Reproduce verbatim the lines of the data beginning with the line that contains "Subject = metal handrail" and continuing through the final line of the data, both included.

## BEGIN

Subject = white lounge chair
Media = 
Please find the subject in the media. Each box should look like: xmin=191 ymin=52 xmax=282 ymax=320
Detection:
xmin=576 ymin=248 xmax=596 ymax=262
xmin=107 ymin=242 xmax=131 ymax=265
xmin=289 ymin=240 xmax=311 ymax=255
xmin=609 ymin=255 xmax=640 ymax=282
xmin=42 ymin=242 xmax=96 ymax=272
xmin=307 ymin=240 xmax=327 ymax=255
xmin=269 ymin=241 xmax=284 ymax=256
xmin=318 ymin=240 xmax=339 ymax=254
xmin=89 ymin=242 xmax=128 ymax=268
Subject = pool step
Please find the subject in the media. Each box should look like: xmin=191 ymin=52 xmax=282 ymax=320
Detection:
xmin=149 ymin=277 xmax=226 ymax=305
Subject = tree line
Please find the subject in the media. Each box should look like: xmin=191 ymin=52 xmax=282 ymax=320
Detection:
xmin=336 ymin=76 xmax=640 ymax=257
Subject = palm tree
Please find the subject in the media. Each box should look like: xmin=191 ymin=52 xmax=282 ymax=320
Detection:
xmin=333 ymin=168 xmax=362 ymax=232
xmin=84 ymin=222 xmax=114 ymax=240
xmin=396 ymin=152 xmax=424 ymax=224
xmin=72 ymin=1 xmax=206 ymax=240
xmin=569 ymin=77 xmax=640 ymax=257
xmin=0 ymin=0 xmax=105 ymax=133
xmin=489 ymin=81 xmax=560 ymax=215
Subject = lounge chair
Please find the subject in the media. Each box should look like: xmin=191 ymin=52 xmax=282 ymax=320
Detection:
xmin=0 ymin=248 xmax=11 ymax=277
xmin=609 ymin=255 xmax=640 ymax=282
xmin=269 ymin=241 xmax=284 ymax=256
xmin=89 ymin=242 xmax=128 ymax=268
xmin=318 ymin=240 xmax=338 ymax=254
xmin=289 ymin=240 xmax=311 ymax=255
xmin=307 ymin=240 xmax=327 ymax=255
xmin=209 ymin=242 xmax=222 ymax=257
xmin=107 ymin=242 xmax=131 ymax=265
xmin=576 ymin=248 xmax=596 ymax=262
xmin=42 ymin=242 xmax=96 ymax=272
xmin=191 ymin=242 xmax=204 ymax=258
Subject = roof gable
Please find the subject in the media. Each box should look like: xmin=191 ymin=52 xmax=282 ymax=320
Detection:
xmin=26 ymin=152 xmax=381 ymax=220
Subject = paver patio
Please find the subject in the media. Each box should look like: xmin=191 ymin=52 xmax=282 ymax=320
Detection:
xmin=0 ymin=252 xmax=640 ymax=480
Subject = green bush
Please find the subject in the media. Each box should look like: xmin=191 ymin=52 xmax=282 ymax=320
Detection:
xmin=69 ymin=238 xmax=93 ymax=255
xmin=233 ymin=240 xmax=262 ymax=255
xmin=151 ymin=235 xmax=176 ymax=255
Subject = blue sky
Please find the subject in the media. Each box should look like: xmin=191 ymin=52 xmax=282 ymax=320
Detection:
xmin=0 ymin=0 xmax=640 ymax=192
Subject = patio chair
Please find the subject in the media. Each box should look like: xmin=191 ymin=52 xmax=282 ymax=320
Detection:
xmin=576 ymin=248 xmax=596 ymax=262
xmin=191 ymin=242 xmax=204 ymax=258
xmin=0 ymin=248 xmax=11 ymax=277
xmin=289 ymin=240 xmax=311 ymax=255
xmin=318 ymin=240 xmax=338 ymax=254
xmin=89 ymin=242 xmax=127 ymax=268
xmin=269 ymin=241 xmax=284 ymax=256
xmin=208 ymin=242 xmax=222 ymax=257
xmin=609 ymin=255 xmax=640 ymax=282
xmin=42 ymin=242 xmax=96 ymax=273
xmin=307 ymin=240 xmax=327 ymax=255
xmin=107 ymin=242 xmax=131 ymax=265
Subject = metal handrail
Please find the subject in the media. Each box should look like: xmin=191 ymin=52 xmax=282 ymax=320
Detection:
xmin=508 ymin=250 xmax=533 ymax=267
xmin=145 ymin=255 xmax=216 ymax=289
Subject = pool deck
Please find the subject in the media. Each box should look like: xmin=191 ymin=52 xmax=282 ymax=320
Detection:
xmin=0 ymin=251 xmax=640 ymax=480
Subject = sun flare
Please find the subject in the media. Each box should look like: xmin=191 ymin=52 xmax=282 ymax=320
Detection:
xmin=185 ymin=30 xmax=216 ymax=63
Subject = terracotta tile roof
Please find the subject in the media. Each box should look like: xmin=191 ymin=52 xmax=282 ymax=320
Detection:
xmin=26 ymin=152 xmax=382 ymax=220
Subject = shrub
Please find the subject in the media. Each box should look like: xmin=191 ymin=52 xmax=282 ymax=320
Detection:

## END

• **The response**
Subject = metal handrail
Please find the subject in the media. Each box should look like: xmin=191 ymin=52 xmax=282 ymax=320
Detection:
xmin=508 ymin=250 xmax=533 ymax=267
xmin=145 ymin=255 xmax=216 ymax=289
Subject = pool deck
Please find the subject in the media. Each box should look like: xmin=191 ymin=52 xmax=282 ymax=320
Detection:
xmin=0 ymin=251 xmax=640 ymax=480
Subject = sun flare
Please find the subject in the media. Each box should look like: xmin=191 ymin=52 xmax=282 ymax=320
Detection:
xmin=185 ymin=30 xmax=216 ymax=63
Subject = terracotta tile roof
Please find the subject in the media. Each box should look like: xmin=191 ymin=52 xmax=282 ymax=320
Detection:
xmin=26 ymin=152 xmax=382 ymax=220
Subject = shrub
Please find the subject in the media. Each box should look like: xmin=191 ymin=52 xmax=282 ymax=320
Detection:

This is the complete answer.